/---

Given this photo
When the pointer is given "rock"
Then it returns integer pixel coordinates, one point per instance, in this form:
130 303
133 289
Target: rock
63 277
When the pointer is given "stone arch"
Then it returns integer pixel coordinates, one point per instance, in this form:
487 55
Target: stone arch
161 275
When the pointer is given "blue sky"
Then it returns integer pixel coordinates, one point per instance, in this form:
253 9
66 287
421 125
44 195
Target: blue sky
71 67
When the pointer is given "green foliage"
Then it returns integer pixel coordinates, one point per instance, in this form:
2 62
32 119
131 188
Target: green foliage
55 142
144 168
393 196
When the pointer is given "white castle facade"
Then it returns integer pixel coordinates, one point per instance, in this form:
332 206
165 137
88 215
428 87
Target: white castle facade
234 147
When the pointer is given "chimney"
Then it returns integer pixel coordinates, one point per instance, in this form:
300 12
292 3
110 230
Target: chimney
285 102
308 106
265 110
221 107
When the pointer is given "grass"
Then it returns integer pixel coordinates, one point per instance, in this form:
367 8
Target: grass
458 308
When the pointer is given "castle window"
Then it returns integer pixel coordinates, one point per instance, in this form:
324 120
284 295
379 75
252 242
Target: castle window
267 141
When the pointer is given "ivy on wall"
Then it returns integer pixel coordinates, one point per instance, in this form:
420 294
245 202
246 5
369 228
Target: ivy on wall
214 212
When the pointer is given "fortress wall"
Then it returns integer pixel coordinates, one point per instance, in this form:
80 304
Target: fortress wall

\---

Exercise details: The reply should consist of the records, reproduced exactly.

Answer box:
Given this photo
When the pointer is given "rock"
Then it returns integer pixel coordinates, one point per instance, in this form:
130 303
133 289
Target: rock
63 277
When the pointer is given "stone arch"
Then it returns integer pixel coordinates, one point per instance, in this form:
487 55
Target: stone arch
161 275
When the pointer is given "blue sky"
Then it returns integer pixel coordinates, one point per instance, in this form:
253 9
66 287
421 125
44 195
Target: blue sky
71 67
When the pointer is given "green foliage"
Then it returns integer pixel coordinates, one point per instance, in this form:
2 62
32 119
131 188
Target: green foliage
55 142
144 168
393 196
When the pointer is given "white castle facade"
Then it returns integer pixel coordinates, one point per instance, in this form:
332 206
165 137
88 215
428 87
Target: white castle facade
234 147
When the pointer is given "chimney"
Then it returns integer pixel coordinates, one point per instance, in this form:
300 12
292 3
110 230
Target: chimney
285 102
308 106
265 110
221 107
When the pointer is given "grass"
Then it returns integer pixel coordinates, one point per instance, in this form:
367 8
Target: grass
458 308
When the pointer is given "castle window"
Then it returns integer pixel coordinates, one point per instance, in this form:
324 120
284 295
379 75
252 242
Target: castle window
267 141
When the pointer is given "ivy on wall"
Then it returns integer pixel coordinates, one point per instance, in this form:
420 294
245 202
246 5
369 228
Target: ivy on wall
214 212
When the pointer is given "fortress wall"
Then it returns integer pixel coordinates, one point per instance, in this form:
80 304
Target: fortress wall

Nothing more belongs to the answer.